Task instructions →
Reproduce every line of the material below verbatim, without any alteration.

The input →
* begin *
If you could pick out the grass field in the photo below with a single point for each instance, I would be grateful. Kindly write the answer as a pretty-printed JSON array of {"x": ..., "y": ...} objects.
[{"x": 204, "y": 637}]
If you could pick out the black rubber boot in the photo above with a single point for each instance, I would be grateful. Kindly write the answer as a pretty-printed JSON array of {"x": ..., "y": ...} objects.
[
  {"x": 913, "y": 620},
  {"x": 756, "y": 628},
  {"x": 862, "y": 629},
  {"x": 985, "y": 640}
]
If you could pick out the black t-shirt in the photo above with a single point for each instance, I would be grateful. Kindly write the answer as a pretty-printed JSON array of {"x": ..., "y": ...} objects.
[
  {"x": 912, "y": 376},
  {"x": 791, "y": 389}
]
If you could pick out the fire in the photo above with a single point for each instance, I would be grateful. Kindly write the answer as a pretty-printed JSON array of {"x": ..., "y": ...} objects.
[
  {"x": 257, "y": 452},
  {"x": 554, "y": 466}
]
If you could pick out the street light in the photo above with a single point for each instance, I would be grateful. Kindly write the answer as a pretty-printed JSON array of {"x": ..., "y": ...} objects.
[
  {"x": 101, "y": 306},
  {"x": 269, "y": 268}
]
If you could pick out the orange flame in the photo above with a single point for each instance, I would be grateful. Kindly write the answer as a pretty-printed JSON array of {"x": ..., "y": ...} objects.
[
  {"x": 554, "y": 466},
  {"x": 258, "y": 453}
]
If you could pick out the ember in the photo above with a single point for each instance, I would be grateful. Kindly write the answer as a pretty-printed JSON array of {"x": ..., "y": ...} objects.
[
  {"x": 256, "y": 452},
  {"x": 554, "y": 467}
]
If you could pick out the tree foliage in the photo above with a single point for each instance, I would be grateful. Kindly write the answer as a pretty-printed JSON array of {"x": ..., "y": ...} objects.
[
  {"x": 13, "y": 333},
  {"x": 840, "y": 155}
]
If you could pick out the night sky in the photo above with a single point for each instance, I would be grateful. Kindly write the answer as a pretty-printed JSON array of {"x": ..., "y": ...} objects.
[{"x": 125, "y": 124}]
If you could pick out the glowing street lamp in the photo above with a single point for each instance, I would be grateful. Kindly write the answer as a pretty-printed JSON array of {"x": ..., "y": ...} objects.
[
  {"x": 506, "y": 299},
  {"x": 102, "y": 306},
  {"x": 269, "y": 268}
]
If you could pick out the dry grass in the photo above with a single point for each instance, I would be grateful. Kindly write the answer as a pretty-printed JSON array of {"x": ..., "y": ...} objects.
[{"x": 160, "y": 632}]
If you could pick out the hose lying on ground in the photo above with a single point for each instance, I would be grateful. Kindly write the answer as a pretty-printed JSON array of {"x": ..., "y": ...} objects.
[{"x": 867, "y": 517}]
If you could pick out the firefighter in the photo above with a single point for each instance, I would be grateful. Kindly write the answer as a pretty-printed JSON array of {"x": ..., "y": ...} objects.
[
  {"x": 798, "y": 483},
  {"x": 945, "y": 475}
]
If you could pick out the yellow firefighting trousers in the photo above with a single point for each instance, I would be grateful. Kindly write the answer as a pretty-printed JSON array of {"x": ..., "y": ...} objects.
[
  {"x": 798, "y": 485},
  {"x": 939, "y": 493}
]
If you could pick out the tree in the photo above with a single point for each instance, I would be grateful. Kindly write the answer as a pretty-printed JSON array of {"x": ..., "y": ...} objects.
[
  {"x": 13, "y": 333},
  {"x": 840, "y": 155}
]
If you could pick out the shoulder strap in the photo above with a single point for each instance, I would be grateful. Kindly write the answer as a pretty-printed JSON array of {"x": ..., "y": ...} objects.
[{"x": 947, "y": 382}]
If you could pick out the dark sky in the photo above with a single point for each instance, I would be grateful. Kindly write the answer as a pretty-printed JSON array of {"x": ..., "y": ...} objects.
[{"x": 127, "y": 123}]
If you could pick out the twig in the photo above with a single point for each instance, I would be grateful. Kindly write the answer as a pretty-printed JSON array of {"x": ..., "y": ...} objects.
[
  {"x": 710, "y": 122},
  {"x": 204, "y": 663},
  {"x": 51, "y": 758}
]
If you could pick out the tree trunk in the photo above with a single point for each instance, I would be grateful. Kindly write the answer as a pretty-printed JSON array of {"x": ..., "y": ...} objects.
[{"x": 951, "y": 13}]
* end *
Completed exercise →
If you could pick out the grass field in the photo below with a single point for each instance, I would be grateful. Kindly write the answer as a pretty-printed JSON array of {"x": ..., "y": ...} objects.
[{"x": 204, "y": 637}]
If you could pick out the black rubber boot in the photo above with a single point for each instance, I would be grateful. Kindly write the answer as a pretty-printed JSON array of {"x": ..., "y": ...} objects.
[
  {"x": 913, "y": 620},
  {"x": 756, "y": 628},
  {"x": 862, "y": 629},
  {"x": 985, "y": 640}
]
If you could pick out the black t-shirt in the photo above with a single point for each instance, I would be grateful. Kindly write the answer as a pretty-printed JSON array of {"x": ..., "y": ...} objects.
[
  {"x": 912, "y": 376},
  {"x": 791, "y": 389}
]
If you could pick out the fire in the photo above with a single point for each instance, I would be grateful. Kindly write the answer as a pretty-printed JSON array of {"x": ..., "y": ...} objects.
[
  {"x": 257, "y": 452},
  {"x": 554, "y": 466}
]
If you could pick out the street light in the photo above with a single point for each instance, I would be grateful. Kindly write the answer as a pretty-printed JSON array of {"x": ..., "y": ...} objects.
[
  {"x": 101, "y": 306},
  {"x": 269, "y": 268}
]
If you could pick out the orange flame in the photo above with a single point for each instance, I would be grateful. Kindly write the answer as a pretty-printed JSON array of {"x": ..., "y": ...} objects.
[
  {"x": 554, "y": 466},
  {"x": 258, "y": 453}
]
If you could pick out the ember in the photo above with a single point for each instance, I would be grateful. Kindly write the answer as a pretty-printed JSON array of {"x": ..., "y": ...} objects.
[
  {"x": 256, "y": 452},
  {"x": 554, "y": 467}
]
If you could pick out the tree foliage in the photo above with a single point for each instance, I would be grateful. Kindly write the answer as a pretty-printed JSON array of {"x": ..., "y": ...} objects.
[
  {"x": 13, "y": 333},
  {"x": 840, "y": 155}
]
If you could pick out the night sky in the photo above with a single point for each instance, I would be grateful. Kindly write the answer as a pretty-printed JSON array of {"x": ..., "y": ...} objects.
[{"x": 125, "y": 124}]
If you could pick out the glowing street lamp in the photo above with a single point for each instance, I would be grateful. Kindly write the answer as a pretty-printed JSON array of {"x": ..., "y": ...} objects.
[
  {"x": 506, "y": 299},
  {"x": 102, "y": 306},
  {"x": 269, "y": 268}
]
If you could pick out the dry grass in the photo above with a single point for each instance, I would be grateful. Kindly write the answer as a pretty-printed JSON array of {"x": ..., "y": ...} objects.
[{"x": 160, "y": 632}]
If you could pick out the hose lying on ground in the photo above with a single point for each instance, I would be grateful. Kindly write the answer as a pretty-printed JSON array of {"x": ..., "y": ...} objects.
[{"x": 867, "y": 517}]
If you could pick out the firefighter in the photo above with a single point for each instance, I would be grateful. Kindly write the answer as a pretty-printed JSON array of {"x": ..., "y": ...} objects.
[
  {"x": 798, "y": 483},
  {"x": 945, "y": 475}
]
If you could pick out the yellow firefighting trousers in the photo above with a single point for each instance, I would be grateful. Kindly write the answer as a pretty-printed JSON array of {"x": ..., "y": ...} objects.
[
  {"x": 798, "y": 485},
  {"x": 939, "y": 493}
]
If you could pick out the tree in the photo above with a single point for each instance, I would be grateful. Kindly write the answer as a pretty-printed JSON array of {"x": ..., "y": ...} objects.
[
  {"x": 13, "y": 333},
  {"x": 840, "y": 155}
]
If you could pick out the shoulder strap in the photo above with a single point for each instance, I would be grateful. Kindly write the answer as a pretty-printed JSON array of {"x": ..., "y": ...} objects.
[{"x": 947, "y": 382}]
If you could pick out the dark sky in the photo above with a single point for each instance, I would be grateful. Kindly write the answer as a pretty-printed JSON array of {"x": ..., "y": ...} objects.
[{"x": 127, "y": 123}]
If you could pick out the twig in the photo above with a single point for each instance, I would be grateful. Kindly write the answer as a pretty-printed JSON array of {"x": ..., "y": ...} objects.
[
  {"x": 710, "y": 122},
  {"x": 204, "y": 663},
  {"x": 51, "y": 758}
]
If you could pick out the tree trunk in the photo above with a single point for each instance, I would be grateful. Kindly write the answer as a pretty-printed JSON array of {"x": ..., "y": ...} objects.
[{"x": 951, "y": 13}]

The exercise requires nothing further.